* [Check your understanding]:
- 1) Could you write out the archery forum thread word for word, everything from "I don't think" down to "misconstrued my post."?
- 2) Can you carry on the archery forum thread about Piet and SANIFAA from the point where it stops?

* [Excerpt to read]:
Its really amazing that this subject has had the most replies and wil quickly become the most viewed thread on the South African Forum? Probably show us how much this "piet" has upset everyone.


----------



## X-Factor

Piet has not just upset us ,he is threatening a sport that we all love and are all passionate about.

The thing that pleases me is that I am almost getting the feeling that we are going to *stand together *!!!

That I must tell you will be a first for me as far as a sport and the people are concerned.

I suspect in time to come we may even thank Piet for bonding us all together.


----------



## MikeV101

X-Factor said:


> ... please lets have a vote , I have volunteered to be that sucker :wink::wink::wink::wink:


I don't think the vote should be about a person (although it was piet that triggered it) if the vote is about acceptable behaviour, then I agree and he should be asked to resign from SANIFAA.


----------



## X-Factor

Hi MikeV101

I think you may have misconstrued my post.

We were talking about who the poor person would be that would have to spend a day with Pietie on a field range

I merely volunteered to be that person

I agree however that the vote should be whether he gets to continue belonging to the association or whether he should rather take up fly fishing or something else


----------



## X-Factor

Sorry , I did not complete my previous post.

Membership should be denied when a member is found guilty of uannaceptable behaviour, that I wholeheartedly agree with.

We are all supposed to all be ambassodors for our sport if I remember correctly.....


----------



## Arcuarius

*Change the Rules for One Archer*

Hi All

I am not a regular contributor to AT, but I have been reading these articles with avid interest....

I have a few comments to make:

There are always two sides to every story - I have heard both, first hand. And let's be honest, foul langage etc is never excusable, but Aurelle is not Mrs pleasantness herself either!

We are overlooking the fact that Piet is has prepresented our country in Archery - he has to know something about the sport to achieve this.

Furthermore he has contributed much of his time, effort and money to build archery in our province.

I for one have decided to adopt a "live and let live" attitude. 

I also attended the shoot that Spatan is talking about (howdy mate :wink. 

When I realised that I was not as prepared for the shoot as i thought (I believe I have the honour of being the first to "carpet tune" Henry Devine's carpets at butt 28 - an 80mtr shot, and donate my first arrow of the day to the trees), I retired at the end of the first day.

For the record - I am neither Pro-Piet, or against Piet, just sharing my 5c worth!


----------



## Hoyt-man

Arcuarius said:


> Hi All
> 
> I for one have decided to adopt a "live and let live" attitude.


Hi Arcuarius. 

There is just one problem. The "live and let live" attitude will not work if SANIFAA goes under goverment curatorship... And does "piet" really think that doing this, that he will benefit in regards to better arrowfriendly ranges. I dont think so.

I have met a lot of great people because of archery, and to have to stop because one person cannot behave/contain himself will really be heartbreaking.


----------



## spatan

*Hi right back at ya!!*

Arcuarius,Where you been Girl??

I hope this whole smelly affair does not rip archery in this country a new hole.....:zip: I also watch with interest.

* [Data]:
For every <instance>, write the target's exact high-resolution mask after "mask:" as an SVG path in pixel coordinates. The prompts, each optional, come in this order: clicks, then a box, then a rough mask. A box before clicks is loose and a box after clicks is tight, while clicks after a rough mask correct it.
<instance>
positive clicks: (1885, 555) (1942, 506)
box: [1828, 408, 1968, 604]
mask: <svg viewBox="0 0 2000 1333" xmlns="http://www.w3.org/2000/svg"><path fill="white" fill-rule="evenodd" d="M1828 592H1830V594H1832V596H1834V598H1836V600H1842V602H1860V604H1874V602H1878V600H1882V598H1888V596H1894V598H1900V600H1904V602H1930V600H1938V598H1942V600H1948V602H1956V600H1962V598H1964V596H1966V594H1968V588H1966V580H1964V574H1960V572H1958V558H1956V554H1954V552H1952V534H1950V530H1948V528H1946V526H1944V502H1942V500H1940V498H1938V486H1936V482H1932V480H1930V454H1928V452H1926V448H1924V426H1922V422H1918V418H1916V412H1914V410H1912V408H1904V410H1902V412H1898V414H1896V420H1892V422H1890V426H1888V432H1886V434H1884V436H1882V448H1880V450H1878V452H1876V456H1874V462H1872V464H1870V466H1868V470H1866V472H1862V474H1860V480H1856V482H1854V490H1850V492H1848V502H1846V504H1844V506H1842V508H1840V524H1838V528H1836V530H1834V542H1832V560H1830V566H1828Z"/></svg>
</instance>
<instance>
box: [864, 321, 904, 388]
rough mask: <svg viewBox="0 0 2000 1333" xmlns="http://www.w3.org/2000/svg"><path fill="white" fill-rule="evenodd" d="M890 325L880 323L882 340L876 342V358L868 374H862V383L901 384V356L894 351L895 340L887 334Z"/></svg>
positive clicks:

* [Answers to the problems]:
- 1)
I don't think the vote should be about a person (although it was piet that triggered it) if the vote is about acceptable behaviour, then I agree and he should be asked to resign from SANIFAA.


----------



## X-Factor

Hi MikeV101

I think you may have misconstrued my post.

- 2)
Nice to have you on A.T,
Thanks for all your work for archery in KZN we need more of your sort in the PMB club.

Spatan:cocktail:


----------



## Manie

Arcuarius said:


> There are always two sides to every story - I have heard both, first hand. And let's be honest, foul langage etc is never excusable, but Aurelle is not Mrs pleasantness herself either!


That certainly doesn't make his behaviour acceptable. Has he not done more damage than good?


----------



## Karoojager

Sorry that I hijack this thread for a private question.

Marnie, are you the finger release shooter from the WFAC 2000 in Thabazimbi ?
The person right at the podium ?


----------



## Manie

Karoojager said:


> Sorry that I hijack this thread for a private question.
> 
> Marnie, are you the finger release shooter from the WFAC 2000 in Thabazimbi ?
> The person right at the podium ?


No, that's not me.


----------



## Bushkey

Arcuarius said:


> Hi All
> 
> I am not a regular contributor to AT, but I have been reading these articles with avid interest....
> 
> I have a few comments to make:
> 
> There are always two sides to every story - I have heard both, first hand. And let's be honest, foul langage etc is never excusable, but Aurelle is not Mrs pleasantness herself either!
> 
> We are overlooking the fact that Piet is has prepresented our country in Archery - he has to know something about the sport to achieve this.
> 
> Furthermore he has contributed much of his time, effort and money to build archery in our province.
> 
> I for one have decided to adopt a "live and let live" attitude.
> 
> I also attended the shoot that Spatan is talking about (howdy mate :wink.
> 
> When I realised that I was not as prepared for the shoot as i thought (I believe I have the honour of being the first to "carpet tune" Henry Devine's carpets at butt 28 - an 80mtr shot, and donate my first arrow of the day to the trees), I retired at the end of the first day.
> 
> For the record - I am neither Pro-Piet, or against Piet, just sharing my 5c worth!


Speaking of time and money. I can guaranty you, Aurelle spends a lot more of her own time and money on archery than most people, and she does it for the love of the sport. She has shot/competed far and wide and represented our country on numerous occasions. If I am not mistaking some of her records are still not broken to date.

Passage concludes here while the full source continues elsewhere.